-- STATED PROBLEM --
Please identify each line in the material below that contains the string "chain" and copy those lines. Case counts, so a match must have the same capitalization.
/---
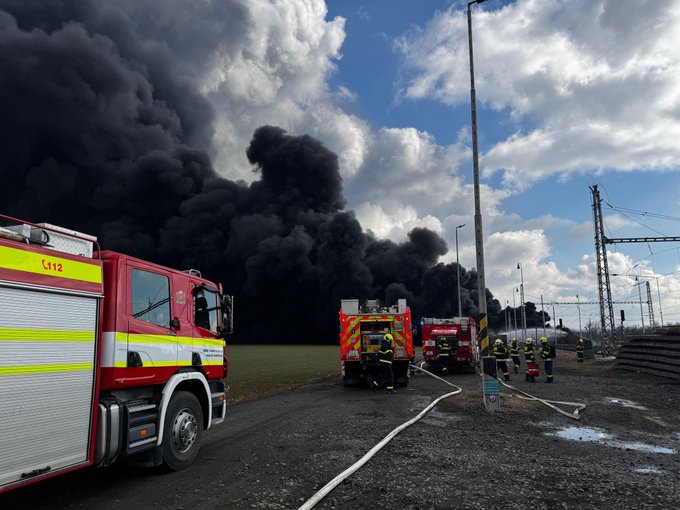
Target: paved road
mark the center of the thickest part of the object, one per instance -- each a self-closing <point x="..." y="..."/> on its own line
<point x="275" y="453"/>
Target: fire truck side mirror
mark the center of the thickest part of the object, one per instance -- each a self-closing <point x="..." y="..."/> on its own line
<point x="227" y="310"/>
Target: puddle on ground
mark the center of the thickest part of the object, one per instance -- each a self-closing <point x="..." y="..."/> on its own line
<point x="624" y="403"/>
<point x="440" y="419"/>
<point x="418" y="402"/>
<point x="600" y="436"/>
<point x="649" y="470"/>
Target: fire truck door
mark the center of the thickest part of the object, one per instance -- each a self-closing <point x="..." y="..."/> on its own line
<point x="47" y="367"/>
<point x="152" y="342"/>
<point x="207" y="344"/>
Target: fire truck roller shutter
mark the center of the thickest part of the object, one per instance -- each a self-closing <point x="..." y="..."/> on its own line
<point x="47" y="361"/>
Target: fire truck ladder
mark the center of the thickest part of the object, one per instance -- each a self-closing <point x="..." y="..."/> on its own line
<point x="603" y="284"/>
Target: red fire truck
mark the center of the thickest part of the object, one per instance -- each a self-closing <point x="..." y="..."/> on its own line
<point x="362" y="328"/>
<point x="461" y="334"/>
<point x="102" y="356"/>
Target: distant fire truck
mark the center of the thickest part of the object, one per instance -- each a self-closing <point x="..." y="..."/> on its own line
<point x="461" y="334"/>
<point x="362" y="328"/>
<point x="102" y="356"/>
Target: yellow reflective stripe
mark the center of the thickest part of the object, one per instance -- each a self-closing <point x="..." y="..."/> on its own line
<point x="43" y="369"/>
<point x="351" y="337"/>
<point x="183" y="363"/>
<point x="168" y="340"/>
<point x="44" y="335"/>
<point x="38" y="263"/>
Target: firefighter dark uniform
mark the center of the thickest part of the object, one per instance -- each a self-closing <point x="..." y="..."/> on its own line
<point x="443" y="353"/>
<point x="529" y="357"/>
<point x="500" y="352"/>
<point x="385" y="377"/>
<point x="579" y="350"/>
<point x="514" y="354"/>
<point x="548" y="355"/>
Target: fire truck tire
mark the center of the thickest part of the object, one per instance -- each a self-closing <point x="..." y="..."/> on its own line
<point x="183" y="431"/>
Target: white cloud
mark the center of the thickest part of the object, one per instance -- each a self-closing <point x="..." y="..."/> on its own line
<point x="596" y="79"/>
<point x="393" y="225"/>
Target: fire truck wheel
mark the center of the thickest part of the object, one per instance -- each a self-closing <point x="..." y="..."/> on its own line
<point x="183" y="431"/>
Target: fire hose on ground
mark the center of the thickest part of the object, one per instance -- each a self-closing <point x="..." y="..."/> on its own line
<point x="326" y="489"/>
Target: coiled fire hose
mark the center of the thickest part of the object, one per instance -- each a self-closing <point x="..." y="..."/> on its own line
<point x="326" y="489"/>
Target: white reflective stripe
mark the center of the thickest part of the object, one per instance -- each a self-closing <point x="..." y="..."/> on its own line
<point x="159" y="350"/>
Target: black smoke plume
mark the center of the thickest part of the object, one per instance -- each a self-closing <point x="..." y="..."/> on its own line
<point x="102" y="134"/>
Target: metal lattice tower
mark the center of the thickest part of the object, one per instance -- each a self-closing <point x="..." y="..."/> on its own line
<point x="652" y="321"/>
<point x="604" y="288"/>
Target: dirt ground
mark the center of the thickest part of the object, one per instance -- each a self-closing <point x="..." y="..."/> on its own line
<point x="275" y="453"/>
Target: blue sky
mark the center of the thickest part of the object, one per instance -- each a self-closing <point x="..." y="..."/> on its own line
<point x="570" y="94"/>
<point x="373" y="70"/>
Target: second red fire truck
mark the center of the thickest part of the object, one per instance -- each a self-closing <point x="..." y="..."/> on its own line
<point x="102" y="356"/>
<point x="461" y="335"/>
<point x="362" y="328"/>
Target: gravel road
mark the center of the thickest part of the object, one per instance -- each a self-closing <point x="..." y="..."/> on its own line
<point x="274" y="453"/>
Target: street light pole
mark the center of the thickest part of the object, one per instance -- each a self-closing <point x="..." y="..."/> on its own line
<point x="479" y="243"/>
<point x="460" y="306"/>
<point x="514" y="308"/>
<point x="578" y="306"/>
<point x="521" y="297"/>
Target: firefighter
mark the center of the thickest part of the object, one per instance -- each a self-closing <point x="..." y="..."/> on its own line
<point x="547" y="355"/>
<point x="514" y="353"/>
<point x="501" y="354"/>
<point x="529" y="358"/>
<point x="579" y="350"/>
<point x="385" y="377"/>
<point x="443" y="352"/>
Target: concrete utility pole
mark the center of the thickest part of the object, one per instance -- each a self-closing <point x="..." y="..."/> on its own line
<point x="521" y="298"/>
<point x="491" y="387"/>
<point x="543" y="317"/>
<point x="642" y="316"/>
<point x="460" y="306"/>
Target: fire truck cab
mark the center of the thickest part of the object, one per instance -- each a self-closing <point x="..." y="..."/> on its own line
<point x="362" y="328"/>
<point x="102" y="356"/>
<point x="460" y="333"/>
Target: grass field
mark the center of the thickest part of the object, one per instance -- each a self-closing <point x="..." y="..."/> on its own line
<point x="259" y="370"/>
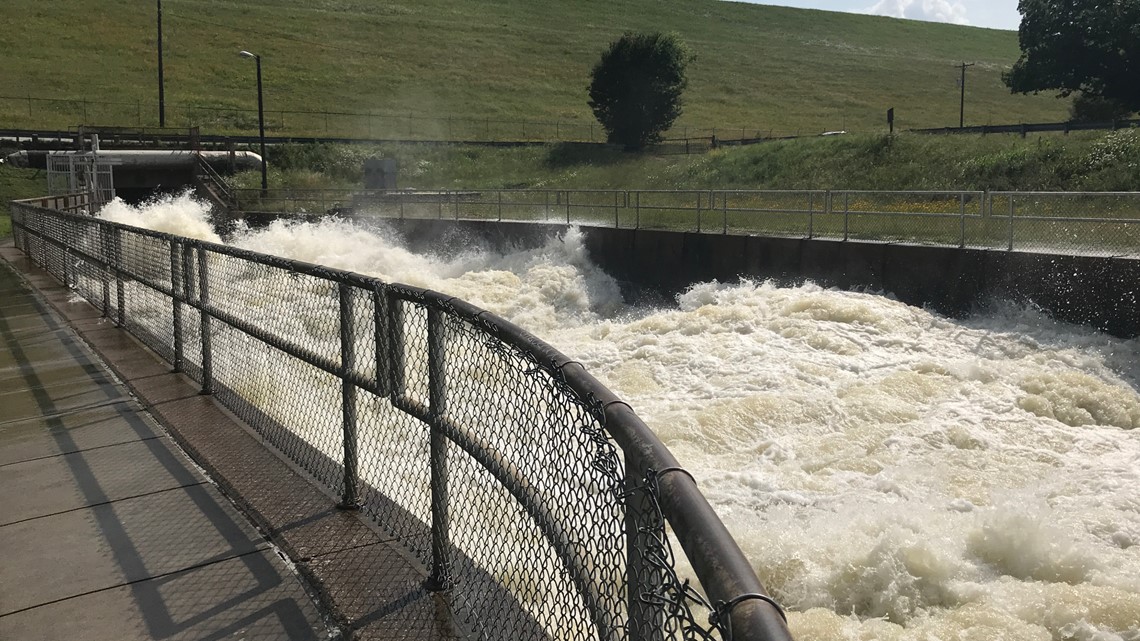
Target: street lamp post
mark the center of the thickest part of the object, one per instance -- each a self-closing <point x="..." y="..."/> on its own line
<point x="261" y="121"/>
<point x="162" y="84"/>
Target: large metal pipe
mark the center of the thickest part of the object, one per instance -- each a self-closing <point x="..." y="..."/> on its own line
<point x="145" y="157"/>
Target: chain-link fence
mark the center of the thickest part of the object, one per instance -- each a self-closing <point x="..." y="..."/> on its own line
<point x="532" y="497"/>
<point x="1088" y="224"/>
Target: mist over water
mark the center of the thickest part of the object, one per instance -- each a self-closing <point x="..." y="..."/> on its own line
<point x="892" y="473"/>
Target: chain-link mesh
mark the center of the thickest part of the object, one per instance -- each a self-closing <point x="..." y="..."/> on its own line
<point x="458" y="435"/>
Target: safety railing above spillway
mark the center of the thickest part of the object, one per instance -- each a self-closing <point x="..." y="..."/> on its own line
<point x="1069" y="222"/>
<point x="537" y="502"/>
\---
/---
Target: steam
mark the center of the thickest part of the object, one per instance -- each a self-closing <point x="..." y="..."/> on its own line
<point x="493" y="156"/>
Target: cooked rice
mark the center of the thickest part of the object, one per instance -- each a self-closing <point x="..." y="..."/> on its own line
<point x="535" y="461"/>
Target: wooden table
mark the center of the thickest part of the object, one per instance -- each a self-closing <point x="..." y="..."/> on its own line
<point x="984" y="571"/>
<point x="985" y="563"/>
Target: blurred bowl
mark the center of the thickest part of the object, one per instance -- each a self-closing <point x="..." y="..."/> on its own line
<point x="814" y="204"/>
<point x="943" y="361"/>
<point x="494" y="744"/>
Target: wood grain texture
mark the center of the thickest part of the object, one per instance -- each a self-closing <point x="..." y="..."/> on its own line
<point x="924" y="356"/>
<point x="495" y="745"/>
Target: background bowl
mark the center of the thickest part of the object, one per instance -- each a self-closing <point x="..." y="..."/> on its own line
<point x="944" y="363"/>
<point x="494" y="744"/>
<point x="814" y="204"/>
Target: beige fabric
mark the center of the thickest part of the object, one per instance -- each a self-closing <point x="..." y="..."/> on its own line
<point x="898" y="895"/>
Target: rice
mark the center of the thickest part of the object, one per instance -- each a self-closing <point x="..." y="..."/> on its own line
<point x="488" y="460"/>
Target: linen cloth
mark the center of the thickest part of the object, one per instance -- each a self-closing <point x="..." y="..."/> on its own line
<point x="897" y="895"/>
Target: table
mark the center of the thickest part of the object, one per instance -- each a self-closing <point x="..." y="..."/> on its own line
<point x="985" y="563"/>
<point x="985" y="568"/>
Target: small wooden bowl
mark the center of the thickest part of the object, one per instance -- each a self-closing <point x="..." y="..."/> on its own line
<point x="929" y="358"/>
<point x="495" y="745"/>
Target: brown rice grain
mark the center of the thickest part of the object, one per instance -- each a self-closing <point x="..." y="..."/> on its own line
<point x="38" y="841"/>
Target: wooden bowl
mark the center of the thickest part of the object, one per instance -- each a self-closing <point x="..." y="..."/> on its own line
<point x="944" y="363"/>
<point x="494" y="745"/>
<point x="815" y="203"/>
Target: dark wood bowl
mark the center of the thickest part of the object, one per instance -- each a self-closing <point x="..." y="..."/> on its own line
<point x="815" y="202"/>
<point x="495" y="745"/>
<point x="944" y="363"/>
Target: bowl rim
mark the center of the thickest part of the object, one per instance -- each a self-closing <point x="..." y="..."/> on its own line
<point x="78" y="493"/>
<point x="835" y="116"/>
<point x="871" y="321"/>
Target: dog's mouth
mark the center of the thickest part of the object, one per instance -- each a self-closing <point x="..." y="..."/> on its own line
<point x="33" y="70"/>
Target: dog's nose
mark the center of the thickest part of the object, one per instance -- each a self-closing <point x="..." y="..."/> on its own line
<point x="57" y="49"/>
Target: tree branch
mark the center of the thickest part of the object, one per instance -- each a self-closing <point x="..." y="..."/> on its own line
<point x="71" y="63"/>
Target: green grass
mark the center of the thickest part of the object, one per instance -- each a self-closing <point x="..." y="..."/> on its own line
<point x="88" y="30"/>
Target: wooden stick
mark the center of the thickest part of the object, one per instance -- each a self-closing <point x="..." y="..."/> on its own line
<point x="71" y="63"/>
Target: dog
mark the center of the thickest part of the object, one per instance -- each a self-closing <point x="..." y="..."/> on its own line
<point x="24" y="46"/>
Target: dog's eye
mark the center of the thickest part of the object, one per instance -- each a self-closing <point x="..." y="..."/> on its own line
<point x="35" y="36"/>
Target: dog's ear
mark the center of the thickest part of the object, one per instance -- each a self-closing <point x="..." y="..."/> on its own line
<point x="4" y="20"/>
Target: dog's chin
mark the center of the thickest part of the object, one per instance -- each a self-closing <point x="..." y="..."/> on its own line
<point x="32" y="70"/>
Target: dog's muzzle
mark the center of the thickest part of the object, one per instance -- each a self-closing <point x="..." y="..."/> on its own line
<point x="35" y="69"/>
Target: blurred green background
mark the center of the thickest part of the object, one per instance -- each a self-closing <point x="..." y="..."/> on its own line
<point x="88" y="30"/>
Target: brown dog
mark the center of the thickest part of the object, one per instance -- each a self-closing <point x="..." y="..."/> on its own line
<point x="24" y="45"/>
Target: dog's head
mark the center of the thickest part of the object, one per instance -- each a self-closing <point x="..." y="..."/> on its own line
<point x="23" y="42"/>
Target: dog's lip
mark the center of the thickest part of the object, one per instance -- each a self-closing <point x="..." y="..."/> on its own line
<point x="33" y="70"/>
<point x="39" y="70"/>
\---
-- EXERCISE ANSWER --
Target: chain-link fence
Target: chain-link mesh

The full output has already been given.